* Supplied passage
[start]

Yes, the steel face will rust if you don't drive the car for awhile. But the rust will be wiped out by the pads in a few stops. The rotor is painted with a high temperature paints a little bit over the rubbing surfaces. The initial braking will wear the overlapped paint out. We did stainless steel cladding in our early research and conducted a dyno test. The friction coefficient was too low against the common pads.


----------



## JRP3 (Mar 7, 2008)

That's the problem with EV's and regenerative braking, the brakes get used a lot less than a regular car, so even when driven they might not get cleaned off enough, hence my search for aluminum. Too bad the stainless didn't work out, though that would probably make them even more expensive.


----------



## jeff mccabe (Feb 23, 2010)

JRP3 said:


> That's the problem with EV's and regenerative braking, the brakes get used a lot less than a regular car, so even when driven they might not get cleaned off enough, hence my search for aluminum. Too bad the stainless didn't work out, though that would probably make them even more expensive.


 well I dont have regen on my Porsche, so they would work quite nicelly.
Make me some for my 928 Porsche LiteBrake !
Jeff


----------



## palmer_md (Jul 22, 2011)

How about a 914 Porsche.


----------



## [email protected] (Dec 29, 2012)

I can see the surface rust concern. Cast iron is more prone to rust than a rolled steel because of its pearlite or ferrite and graphite composite microstructure. Corrosions start at the graphite and pearlite boundaries. Although better corrosion resistance of our current steel cladding, we may need to consider the use of an even better steel without lowering friction coefficient. Thanks for the concern.

For the rotors over 12", the hat's ODs increase accordingly. However, most aluminum wheel's mounting ODs do not increase accordingly. In order to pass the heat to the wheels, the wheel's mounting ODs have to be increased so the SCA rotors can be used.

[end]

* Given exercise
Extract the brake rotor thread word for word, starting with "How about a" and going on through "can be used.". Answer from the brake rotor thread alone.

* Dataset
[start]

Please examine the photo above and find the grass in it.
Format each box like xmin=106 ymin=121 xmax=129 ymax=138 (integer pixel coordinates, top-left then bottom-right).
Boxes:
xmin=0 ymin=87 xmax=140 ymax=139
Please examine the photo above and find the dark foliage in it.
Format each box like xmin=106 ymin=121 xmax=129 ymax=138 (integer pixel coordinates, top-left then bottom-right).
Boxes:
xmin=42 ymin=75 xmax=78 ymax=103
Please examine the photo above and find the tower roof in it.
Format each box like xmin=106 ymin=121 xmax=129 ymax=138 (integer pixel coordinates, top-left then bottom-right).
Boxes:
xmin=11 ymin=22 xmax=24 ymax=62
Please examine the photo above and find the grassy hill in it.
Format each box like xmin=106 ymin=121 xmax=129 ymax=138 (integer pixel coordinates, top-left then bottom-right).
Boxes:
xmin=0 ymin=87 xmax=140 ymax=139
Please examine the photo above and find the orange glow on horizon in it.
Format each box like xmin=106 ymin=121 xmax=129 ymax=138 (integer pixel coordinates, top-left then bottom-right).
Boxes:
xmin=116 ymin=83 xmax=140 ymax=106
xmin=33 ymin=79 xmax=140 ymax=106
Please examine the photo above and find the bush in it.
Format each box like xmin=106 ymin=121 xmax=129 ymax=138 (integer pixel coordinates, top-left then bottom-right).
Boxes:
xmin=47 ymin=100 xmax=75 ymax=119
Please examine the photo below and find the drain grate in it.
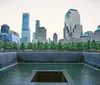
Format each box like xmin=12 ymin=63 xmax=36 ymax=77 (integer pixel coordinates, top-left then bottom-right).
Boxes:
xmin=31 ymin=71 xmax=68 ymax=83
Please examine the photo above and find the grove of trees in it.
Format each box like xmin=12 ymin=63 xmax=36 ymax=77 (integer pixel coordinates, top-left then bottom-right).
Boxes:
xmin=0 ymin=40 xmax=100 ymax=51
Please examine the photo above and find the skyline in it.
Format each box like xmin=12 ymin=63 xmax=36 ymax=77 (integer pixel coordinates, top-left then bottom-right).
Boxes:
xmin=0 ymin=0 xmax=100 ymax=41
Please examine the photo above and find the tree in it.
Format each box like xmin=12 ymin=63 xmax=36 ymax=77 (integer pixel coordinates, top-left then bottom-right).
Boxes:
xmin=63 ymin=43 xmax=69 ymax=51
xmin=32 ymin=43 xmax=37 ymax=50
xmin=86 ymin=40 xmax=91 ymax=50
xmin=0 ymin=41 xmax=3 ymax=50
xmin=76 ymin=42 xmax=83 ymax=51
xmin=20 ymin=42 xmax=26 ymax=50
xmin=44 ymin=42 xmax=49 ymax=50
xmin=50 ymin=42 xmax=57 ymax=50
xmin=69 ymin=42 xmax=77 ymax=51
xmin=57 ymin=42 xmax=63 ymax=51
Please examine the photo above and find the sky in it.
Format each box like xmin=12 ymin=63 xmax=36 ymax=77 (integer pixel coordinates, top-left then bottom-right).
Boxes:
xmin=0 ymin=0 xmax=100 ymax=40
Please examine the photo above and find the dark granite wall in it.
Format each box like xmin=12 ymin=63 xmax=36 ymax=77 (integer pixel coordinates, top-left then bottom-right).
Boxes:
xmin=0 ymin=52 xmax=100 ymax=69
xmin=83 ymin=52 xmax=100 ymax=68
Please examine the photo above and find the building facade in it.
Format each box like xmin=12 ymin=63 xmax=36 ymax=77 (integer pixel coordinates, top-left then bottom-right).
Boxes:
xmin=32 ymin=33 xmax=37 ymax=43
xmin=21 ymin=13 xmax=30 ymax=44
xmin=37 ymin=27 xmax=47 ymax=43
xmin=35 ymin=20 xmax=40 ymax=32
xmin=53 ymin=33 xmax=58 ymax=43
xmin=92 ymin=25 xmax=100 ymax=41
xmin=1 ymin=24 xmax=10 ymax=34
xmin=63 ymin=9 xmax=83 ymax=40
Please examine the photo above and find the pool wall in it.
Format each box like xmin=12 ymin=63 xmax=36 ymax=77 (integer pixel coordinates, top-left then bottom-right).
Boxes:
xmin=0 ymin=52 xmax=17 ymax=69
xmin=18 ymin=52 xmax=83 ymax=63
xmin=0 ymin=52 xmax=100 ymax=69
xmin=83 ymin=52 xmax=100 ymax=68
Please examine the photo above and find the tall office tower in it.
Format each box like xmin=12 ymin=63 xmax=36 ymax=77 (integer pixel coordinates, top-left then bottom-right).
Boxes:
xmin=64 ymin=9 xmax=83 ymax=40
xmin=32 ymin=33 xmax=37 ymax=43
xmin=53 ymin=33 xmax=58 ymax=43
xmin=37 ymin=27 xmax=47 ymax=43
xmin=22 ymin=13 xmax=30 ymax=44
xmin=35 ymin=20 xmax=40 ymax=32
xmin=1 ymin=24 xmax=10 ymax=34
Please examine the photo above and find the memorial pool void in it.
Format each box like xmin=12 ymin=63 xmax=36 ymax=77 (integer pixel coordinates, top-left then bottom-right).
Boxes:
xmin=0 ymin=63 xmax=100 ymax=85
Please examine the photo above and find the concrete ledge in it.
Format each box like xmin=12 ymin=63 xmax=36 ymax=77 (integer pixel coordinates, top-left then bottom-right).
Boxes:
xmin=18 ymin=52 xmax=83 ymax=62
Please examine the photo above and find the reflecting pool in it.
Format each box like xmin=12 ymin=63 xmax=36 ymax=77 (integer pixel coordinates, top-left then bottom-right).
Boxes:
xmin=0 ymin=63 xmax=100 ymax=85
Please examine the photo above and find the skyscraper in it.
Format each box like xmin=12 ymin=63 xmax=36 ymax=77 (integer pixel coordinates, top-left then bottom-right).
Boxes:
xmin=35 ymin=20 xmax=40 ymax=32
xmin=37 ymin=27 xmax=47 ymax=43
xmin=53 ymin=33 xmax=58 ymax=43
xmin=1 ymin=24 xmax=10 ymax=34
xmin=64 ymin=9 xmax=83 ymax=40
xmin=22 ymin=13 xmax=30 ymax=44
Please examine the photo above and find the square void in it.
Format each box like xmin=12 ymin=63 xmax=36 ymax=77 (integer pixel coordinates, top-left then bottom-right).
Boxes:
xmin=31 ymin=71 xmax=68 ymax=83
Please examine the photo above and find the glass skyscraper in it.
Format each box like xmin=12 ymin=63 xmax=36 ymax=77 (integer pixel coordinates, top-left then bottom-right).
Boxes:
xmin=64 ymin=9 xmax=83 ymax=40
xmin=22 ymin=13 xmax=30 ymax=44
xmin=35 ymin=20 xmax=40 ymax=32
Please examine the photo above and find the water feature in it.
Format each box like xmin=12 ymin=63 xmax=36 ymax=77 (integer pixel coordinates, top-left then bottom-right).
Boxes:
xmin=0 ymin=63 xmax=100 ymax=85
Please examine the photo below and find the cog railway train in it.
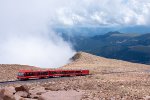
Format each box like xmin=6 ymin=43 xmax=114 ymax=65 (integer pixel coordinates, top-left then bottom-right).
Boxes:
xmin=17 ymin=70 xmax=89 ymax=80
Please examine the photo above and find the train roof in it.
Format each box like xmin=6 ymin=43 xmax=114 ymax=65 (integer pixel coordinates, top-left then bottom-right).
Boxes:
xmin=19 ymin=69 xmax=89 ymax=73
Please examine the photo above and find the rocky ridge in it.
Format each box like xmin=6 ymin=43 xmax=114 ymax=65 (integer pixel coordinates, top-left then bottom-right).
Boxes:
xmin=0 ymin=52 xmax=150 ymax=100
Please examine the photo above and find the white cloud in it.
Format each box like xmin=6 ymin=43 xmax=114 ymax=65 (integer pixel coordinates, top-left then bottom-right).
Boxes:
xmin=51 ymin=0 xmax=150 ymax=26
xmin=0 ymin=0 xmax=75 ymax=68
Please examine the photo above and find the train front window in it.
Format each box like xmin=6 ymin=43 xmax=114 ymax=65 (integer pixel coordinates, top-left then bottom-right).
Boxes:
xmin=18 ymin=72 xmax=24 ymax=76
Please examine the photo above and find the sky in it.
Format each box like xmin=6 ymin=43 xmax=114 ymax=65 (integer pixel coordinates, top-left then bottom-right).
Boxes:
xmin=0 ymin=0 xmax=150 ymax=68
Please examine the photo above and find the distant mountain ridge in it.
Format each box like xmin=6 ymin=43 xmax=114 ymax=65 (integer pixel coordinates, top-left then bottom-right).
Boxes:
xmin=60 ymin=31 xmax=150 ymax=64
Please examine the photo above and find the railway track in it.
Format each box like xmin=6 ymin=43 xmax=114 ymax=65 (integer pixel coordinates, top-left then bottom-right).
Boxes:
xmin=0 ymin=77 xmax=73 ymax=87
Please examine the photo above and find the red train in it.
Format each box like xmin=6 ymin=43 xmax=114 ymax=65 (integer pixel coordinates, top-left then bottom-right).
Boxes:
xmin=17 ymin=70 xmax=89 ymax=80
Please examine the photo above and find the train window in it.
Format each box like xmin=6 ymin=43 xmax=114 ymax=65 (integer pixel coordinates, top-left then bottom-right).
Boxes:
xmin=18 ymin=72 xmax=24 ymax=76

[end]

* Answer to the problem
How about a 914 Porsche.


----------



## [email protected] (Dec 29, 2012)

I can see the surface rust concern. Cast iron is more prone to rust than a rolled steel because of its pearlite or ferrite and graphite composite microstructure. Corrosions start at the graphite and pearlite boundaries. Although better corrosion resistance of our current steel cladding, we may need to consider the use of an even better steel without lowering friction coefficient. Thanks for the concern.

For the rotors over 12", the hat's ODs increase accordingly. However, most aluminum wheel's mounting ODs do not increase accordingly. In order to pass the heat to the wheels, the wheel's mounting ODs have to be increased so the SCA rotors can be used.